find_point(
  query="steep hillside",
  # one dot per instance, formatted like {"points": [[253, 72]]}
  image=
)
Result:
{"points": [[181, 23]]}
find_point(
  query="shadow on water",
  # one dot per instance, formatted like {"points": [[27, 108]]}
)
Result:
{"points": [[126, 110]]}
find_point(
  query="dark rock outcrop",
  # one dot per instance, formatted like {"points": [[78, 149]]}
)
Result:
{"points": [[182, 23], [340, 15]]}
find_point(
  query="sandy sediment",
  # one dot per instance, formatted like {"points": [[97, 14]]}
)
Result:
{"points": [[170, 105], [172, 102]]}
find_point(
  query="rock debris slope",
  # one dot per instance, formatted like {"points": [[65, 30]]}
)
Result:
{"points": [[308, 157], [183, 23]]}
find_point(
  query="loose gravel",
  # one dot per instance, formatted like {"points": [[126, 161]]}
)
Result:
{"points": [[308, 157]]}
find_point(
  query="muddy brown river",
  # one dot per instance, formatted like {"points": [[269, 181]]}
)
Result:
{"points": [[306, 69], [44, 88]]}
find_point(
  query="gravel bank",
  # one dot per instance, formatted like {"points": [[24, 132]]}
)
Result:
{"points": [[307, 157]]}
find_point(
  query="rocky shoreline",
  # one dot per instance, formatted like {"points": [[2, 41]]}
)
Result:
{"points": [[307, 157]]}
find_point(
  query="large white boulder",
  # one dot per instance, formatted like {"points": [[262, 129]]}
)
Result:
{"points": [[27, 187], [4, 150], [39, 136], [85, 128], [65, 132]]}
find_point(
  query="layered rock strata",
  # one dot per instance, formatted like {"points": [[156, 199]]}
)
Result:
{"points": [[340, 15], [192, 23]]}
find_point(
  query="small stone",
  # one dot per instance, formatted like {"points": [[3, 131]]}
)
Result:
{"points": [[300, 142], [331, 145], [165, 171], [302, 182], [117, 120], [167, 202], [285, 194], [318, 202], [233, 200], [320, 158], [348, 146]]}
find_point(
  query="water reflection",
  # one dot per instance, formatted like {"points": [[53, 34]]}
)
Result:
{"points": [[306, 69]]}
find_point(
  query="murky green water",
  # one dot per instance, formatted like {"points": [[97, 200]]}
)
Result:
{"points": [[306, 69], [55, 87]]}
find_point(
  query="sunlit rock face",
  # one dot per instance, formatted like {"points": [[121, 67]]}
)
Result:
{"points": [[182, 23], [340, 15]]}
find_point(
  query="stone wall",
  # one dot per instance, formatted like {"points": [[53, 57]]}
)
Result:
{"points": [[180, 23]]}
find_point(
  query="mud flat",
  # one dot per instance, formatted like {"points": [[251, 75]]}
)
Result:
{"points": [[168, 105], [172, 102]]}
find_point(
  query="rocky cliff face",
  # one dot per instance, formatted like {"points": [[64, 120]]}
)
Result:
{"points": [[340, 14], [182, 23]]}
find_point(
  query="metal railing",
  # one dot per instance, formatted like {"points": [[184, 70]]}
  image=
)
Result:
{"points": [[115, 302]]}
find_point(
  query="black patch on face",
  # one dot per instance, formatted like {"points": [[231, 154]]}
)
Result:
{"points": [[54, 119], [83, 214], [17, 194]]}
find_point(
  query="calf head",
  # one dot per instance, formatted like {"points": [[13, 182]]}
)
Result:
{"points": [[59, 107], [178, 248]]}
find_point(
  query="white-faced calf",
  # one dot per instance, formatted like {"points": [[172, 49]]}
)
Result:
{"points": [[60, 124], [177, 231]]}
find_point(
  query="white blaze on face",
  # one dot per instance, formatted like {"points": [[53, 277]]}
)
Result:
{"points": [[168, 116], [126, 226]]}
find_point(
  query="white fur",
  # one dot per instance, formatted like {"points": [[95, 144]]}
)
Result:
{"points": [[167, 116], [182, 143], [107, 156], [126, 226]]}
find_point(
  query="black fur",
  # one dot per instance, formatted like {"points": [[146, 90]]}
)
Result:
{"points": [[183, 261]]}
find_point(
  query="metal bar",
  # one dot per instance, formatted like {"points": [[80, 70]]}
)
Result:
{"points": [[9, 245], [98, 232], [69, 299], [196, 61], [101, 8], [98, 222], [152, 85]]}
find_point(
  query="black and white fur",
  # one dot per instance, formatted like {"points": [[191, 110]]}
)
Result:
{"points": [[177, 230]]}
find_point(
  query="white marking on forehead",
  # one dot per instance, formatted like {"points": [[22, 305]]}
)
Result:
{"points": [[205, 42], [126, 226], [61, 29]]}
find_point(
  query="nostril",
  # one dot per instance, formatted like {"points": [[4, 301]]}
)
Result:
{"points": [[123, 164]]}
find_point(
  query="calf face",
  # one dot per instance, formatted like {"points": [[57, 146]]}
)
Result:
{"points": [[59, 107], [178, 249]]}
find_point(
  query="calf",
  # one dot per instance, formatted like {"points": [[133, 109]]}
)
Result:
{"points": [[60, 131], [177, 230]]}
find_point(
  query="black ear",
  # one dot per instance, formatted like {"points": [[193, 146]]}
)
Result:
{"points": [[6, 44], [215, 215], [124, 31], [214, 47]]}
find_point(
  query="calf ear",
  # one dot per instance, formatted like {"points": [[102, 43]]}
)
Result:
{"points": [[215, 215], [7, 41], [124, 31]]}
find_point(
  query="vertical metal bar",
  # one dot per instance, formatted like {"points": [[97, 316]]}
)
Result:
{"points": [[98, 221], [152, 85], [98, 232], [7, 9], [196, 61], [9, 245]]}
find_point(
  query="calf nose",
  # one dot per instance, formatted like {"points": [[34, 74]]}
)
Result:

## Challenge
Copy every line verbatim.

## Response
find_point(
  query="steep hillside",
  # one dot per instance, formatted like {"points": [[253, 72]]}
  image=
)
Result:
{"points": [[181, 23]]}
find_point(
  query="shadow on water",
  # one dot per instance, formatted like {"points": [[27, 108]]}
)
Result:
{"points": [[126, 110]]}
find_point(
  query="dark rock outcrop",
  # one dot per instance, formatted like {"points": [[78, 149]]}
)
Result:
{"points": [[182, 23], [340, 15]]}
find_point(
  query="sandy sediment",
  # one dot per instance, formatted like {"points": [[97, 14]]}
)
Result:
{"points": [[170, 105], [172, 102]]}
find_point(
  query="rock debris slope",
  # one dot per instance, formatted like {"points": [[65, 30]]}
)
Result:
{"points": [[308, 157], [183, 23]]}
find_point(
  query="loose gravel",
  # one dot per instance, formatted like {"points": [[126, 161]]}
)
Result:
{"points": [[308, 157]]}
find_point(
  query="muddy brown river",
  # one dot per instance, formatted like {"points": [[269, 181]]}
)
Result:
{"points": [[306, 69], [44, 88]]}
find_point(
  query="gravel bank",
  # one dot per instance, formatted like {"points": [[24, 132]]}
)
Result:
{"points": [[307, 157]]}
find_point(
  query="rocky shoreline",
  # one dot per instance, formatted like {"points": [[2, 41]]}
)
Result:
{"points": [[307, 157]]}
find_point(
  query="large white boulder",
  # one dot per instance, formatted like {"points": [[262, 129]]}
)
Result:
{"points": [[27, 187], [4, 150], [39, 136], [85, 128], [65, 132]]}
find_point(
  query="layered rock strata",
  # one dot per instance, formatted like {"points": [[156, 199]]}
)
Result:
{"points": [[340, 15], [192, 23]]}
find_point(
  query="small stone",
  # one dot per instance, formatted like {"points": [[3, 131]]}
)
Result:
{"points": [[300, 142], [331, 145], [165, 171], [302, 182], [117, 120], [167, 202], [285, 194], [318, 202], [233, 200], [320, 158], [348, 146]]}
find_point(
  query="water reflection",
  # one dot per instance, formatted like {"points": [[53, 34]]}
)
Result:
{"points": [[306, 69]]}
find_point(
  query="murky green water",
  # one dot per instance, formatted like {"points": [[97, 200]]}
)
Result:
{"points": [[306, 69], [55, 87]]}
find_point(
  query="sunlit rock face",
  # one dot per instance, formatted like {"points": [[121, 67]]}
)
Result:
{"points": [[182, 23], [340, 15]]}
find_point(
  query="stone wall",
  # one dot per instance, formatted like {"points": [[53, 57]]}
)
Result:
{"points": [[180, 23]]}
find_point(
  query="mud flat",
  # one dot per instance, formatted like {"points": [[251, 75]]}
)
Result:
{"points": [[168, 105], [172, 102]]}
find_point(
  query="rocky cliff face",
  # one dot per instance, formatted like {"points": [[64, 120]]}
)
Result:
{"points": [[340, 14], [182, 23]]}
find_point(
  query="metal railing",
  # one dot per instance, formatted like {"points": [[184, 70]]}
  image=
)
Result:
{"points": [[115, 302]]}
find_point(
  query="black patch on face",
  # one dot per instance, formatted like {"points": [[231, 154]]}
)
Result:
{"points": [[54, 119], [83, 214], [17, 194]]}
find_point(
  query="calf head",
  # one dot per instance, formatted like {"points": [[13, 182]]}
)
Result:
{"points": [[59, 107], [178, 248]]}
find_point(
  query="white-faced calf",
  # one dot per instance, formatted like {"points": [[172, 49]]}
)
Result:
{"points": [[60, 124], [177, 231]]}
find_point(
  query="white blaze on face",
  # one dot per instance, formatted like {"points": [[53, 277]]}
)
Result:
{"points": [[168, 116], [126, 226]]}
find_point(
  query="white fur",
  # one dot per instance, formatted like {"points": [[95, 144]]}
)
Result:
{"points": [[167, 116], [182, 143], [107, 156], [126, 226]]}
find_point(
  query="black fur",
  # one dot per instance, formatted like {"points": [[146, 90]]}
)
Result:
{"points": [[183, 261]]}
find_point(
  query="metal bar",
  # one dot per instance, formatted like {"points": [[80, 70]]}
)
Result:
{"points": [[9, 245], [98, 232], [69, 299], [196, 61], [101, 8], [98, 222], [152, 85]]}
find_point(
  query="black and white fur",
  # one dot per instance, formatted like {"points": [[191, 110]]}
)
Result:
{"points": [[177, 230]]}
find_point(
  query="white marking on forehead",
  # one dot per instance, formatted like {"points": [[22, 305]]}
)
Result:
{"points": [[205, 42], [126, 226], [61, 29]]}
find_point(
  query="nostril",
  # one dot per instance, formatted like {"points": [[4, 301]]}
)
Result:
{"points": [[123, 164]]}
find_point(
  query="calf face",
  # one dot per instance, formatted like {"points": [[57, 146]]}
)
Result:
{"points": [[59, 107], [178, 249]]}
find_point(
  query="calf",
  # one dot per instance, formatted like {"points": [[133, 109]]}
)
Result:
{"points": [[60, 131], [177, 230]]}
find_point(
  query="black ear",
  # one dot per instance, formatted like {"points": [[193, 146]]}
)
Result:
{"points": [[6, 44], [215, 215], [124, 31], [214, 47]]}
find_point(
  query="calf ear",
  # one dot per instance, formatted like {"points": [[102, 43]]}
)
Result:
{"points": [[215, 215], [7, 41], [124, 31]]}
find_point(
  query="vertical metal bar",
  # one dot per instance, formatted like {"points": [[97, 316]]}
)
Result:
{"points": [[98, 221], [152, 85], [98, 232], [7, 9], [196, 61], [9, 245]]}
find_point(
  query="calf nose",
  # one dot per instance, formatted like {"points": [[34, 74]]}
)
Result:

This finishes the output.